### [Exercise requirements]
Tally the lines in the rows below that contain the string "notebook", and reply with that number alone.

## Start Extracted material

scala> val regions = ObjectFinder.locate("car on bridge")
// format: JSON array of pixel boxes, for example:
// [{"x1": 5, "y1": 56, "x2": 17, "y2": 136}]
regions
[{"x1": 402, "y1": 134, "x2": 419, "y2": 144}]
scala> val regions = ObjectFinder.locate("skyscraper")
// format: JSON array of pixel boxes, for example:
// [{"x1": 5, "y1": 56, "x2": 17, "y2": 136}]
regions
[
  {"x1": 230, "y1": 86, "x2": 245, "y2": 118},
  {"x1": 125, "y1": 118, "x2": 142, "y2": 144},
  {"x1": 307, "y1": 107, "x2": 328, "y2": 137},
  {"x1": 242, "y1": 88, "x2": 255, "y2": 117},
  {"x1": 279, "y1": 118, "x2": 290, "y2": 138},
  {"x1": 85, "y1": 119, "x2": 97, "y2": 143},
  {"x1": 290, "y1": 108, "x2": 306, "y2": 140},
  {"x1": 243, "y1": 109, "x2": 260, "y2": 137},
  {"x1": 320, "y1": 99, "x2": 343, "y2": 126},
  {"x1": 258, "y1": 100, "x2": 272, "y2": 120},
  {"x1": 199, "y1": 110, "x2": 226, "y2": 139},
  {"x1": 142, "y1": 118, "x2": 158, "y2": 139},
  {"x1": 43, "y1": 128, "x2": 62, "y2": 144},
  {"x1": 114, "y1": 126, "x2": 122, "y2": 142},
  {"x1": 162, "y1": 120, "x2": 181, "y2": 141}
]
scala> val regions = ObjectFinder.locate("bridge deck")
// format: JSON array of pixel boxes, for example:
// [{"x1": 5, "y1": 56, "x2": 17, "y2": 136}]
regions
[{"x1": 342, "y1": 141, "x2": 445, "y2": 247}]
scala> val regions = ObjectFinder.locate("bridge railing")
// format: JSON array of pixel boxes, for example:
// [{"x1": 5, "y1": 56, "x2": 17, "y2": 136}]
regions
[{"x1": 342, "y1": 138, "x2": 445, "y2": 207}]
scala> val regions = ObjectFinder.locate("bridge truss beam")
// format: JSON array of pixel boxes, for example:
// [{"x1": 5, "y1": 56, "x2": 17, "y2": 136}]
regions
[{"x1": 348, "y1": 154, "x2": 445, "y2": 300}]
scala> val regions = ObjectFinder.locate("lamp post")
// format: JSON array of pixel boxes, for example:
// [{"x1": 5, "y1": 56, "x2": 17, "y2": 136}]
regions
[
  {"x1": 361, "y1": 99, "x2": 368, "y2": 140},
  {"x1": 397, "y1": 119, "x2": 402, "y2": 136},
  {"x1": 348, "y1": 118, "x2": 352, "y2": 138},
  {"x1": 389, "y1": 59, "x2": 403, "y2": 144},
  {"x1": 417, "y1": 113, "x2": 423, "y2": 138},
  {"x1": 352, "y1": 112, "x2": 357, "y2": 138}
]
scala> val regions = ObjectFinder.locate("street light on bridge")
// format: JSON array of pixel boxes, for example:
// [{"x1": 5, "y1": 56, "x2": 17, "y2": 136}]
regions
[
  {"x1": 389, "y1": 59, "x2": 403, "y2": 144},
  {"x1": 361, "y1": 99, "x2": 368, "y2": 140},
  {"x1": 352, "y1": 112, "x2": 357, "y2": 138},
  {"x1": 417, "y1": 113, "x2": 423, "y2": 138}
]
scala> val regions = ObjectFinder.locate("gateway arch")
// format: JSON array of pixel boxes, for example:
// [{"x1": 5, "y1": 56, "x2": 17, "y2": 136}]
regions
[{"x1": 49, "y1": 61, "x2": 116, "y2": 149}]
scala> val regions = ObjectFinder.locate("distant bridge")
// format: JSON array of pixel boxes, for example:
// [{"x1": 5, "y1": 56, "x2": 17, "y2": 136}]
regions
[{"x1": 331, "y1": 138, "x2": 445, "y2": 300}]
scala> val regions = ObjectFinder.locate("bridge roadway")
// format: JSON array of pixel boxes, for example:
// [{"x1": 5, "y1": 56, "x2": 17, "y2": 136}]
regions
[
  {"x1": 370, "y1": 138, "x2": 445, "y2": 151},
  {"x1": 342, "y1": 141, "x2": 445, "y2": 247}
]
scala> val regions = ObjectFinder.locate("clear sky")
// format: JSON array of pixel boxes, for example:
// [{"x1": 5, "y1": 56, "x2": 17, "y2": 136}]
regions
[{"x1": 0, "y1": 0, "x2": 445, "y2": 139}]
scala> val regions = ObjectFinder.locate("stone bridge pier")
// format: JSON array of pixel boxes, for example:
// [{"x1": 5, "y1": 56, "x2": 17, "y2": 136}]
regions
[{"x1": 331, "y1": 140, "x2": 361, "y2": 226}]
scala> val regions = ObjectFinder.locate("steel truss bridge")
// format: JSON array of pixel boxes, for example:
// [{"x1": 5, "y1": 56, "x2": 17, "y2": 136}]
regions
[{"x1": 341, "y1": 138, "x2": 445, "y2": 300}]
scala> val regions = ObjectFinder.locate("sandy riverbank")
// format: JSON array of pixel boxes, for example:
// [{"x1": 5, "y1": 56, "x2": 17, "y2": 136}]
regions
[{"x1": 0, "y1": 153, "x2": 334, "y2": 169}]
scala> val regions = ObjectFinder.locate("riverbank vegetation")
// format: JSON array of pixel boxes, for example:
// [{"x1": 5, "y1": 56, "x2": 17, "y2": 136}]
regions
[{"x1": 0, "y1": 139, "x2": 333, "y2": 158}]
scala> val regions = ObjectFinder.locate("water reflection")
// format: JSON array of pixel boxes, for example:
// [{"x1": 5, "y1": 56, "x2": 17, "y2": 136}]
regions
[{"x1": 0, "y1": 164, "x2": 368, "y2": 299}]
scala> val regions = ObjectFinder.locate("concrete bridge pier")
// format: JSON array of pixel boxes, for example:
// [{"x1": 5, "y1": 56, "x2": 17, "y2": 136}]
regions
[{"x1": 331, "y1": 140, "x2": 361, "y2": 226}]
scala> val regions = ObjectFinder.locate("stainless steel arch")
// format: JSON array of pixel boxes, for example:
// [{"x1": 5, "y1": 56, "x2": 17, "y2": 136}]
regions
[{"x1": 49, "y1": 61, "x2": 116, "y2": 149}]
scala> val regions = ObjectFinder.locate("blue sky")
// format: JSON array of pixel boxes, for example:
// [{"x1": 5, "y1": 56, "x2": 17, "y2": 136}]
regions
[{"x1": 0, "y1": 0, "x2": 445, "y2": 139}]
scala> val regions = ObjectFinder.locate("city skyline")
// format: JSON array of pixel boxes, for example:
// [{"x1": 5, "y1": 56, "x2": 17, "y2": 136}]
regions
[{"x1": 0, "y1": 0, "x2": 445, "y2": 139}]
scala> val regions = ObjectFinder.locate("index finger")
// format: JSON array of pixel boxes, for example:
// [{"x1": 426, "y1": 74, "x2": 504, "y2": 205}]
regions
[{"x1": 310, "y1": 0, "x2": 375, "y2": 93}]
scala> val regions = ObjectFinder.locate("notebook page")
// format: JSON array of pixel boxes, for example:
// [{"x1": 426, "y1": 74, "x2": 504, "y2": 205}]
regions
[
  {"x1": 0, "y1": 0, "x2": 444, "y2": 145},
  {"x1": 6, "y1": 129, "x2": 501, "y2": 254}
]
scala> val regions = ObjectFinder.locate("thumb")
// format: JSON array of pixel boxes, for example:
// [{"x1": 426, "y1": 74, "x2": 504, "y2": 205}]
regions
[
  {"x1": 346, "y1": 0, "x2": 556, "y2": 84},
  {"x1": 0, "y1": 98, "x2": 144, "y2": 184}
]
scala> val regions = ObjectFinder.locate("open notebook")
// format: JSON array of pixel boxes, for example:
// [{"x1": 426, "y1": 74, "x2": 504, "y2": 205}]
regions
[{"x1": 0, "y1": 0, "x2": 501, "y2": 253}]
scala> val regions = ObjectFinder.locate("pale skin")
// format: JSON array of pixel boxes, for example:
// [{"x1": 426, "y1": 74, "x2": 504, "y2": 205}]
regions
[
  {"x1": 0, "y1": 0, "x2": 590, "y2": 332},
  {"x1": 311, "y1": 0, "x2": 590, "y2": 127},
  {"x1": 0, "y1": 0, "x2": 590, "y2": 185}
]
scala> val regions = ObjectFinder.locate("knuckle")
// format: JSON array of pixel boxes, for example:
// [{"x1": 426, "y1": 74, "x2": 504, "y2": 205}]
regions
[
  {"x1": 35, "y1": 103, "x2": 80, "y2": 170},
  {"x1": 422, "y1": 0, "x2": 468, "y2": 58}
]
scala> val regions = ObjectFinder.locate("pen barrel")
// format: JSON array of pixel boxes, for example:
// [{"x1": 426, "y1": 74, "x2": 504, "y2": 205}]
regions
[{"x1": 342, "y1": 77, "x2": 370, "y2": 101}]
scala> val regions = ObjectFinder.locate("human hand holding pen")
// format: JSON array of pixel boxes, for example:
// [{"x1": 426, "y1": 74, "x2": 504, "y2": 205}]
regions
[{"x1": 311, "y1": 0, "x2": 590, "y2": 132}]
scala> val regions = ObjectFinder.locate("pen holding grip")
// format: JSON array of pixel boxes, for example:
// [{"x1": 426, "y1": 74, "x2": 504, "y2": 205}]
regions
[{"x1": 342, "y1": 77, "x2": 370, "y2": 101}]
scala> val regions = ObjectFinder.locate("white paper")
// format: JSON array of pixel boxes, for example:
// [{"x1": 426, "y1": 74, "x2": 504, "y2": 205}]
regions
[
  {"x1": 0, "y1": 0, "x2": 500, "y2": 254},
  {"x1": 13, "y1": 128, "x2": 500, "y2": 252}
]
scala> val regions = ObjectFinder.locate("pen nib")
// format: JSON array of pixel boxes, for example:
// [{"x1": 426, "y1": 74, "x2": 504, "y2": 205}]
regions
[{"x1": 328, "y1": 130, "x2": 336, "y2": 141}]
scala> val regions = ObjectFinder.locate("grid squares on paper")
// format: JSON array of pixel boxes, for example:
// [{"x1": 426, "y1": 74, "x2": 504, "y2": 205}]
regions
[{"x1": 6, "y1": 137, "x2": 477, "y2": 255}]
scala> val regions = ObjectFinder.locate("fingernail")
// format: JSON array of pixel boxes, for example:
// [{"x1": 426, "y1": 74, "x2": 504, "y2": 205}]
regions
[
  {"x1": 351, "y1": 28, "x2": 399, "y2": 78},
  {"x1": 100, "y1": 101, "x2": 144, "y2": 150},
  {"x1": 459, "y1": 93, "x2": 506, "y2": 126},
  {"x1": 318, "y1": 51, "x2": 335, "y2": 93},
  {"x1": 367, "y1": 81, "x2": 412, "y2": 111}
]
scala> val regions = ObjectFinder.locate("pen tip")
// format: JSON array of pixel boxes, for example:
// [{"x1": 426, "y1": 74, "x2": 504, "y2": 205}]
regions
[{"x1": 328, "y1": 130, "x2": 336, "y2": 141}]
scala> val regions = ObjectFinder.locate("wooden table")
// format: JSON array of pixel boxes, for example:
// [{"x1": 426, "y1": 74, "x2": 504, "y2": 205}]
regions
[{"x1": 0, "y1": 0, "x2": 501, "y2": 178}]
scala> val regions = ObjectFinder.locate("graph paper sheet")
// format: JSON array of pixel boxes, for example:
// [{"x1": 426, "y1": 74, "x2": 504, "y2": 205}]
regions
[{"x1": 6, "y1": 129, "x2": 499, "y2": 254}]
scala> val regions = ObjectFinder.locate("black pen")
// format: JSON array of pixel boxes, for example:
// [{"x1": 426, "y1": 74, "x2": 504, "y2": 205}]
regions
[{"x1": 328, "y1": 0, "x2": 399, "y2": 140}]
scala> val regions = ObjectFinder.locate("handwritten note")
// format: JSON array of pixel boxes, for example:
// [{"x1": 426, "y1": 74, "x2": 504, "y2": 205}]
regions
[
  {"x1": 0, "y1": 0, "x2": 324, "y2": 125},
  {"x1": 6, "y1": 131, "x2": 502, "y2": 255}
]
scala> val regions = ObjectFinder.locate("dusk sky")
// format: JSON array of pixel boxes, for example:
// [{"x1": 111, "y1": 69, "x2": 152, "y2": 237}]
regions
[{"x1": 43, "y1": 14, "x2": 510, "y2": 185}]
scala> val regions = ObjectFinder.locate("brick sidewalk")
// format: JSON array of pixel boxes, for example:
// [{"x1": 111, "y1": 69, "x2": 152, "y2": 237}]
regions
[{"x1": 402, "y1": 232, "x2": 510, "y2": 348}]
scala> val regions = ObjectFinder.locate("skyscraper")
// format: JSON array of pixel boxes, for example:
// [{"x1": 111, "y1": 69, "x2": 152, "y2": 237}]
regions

## End Extracted material

### [The output]
2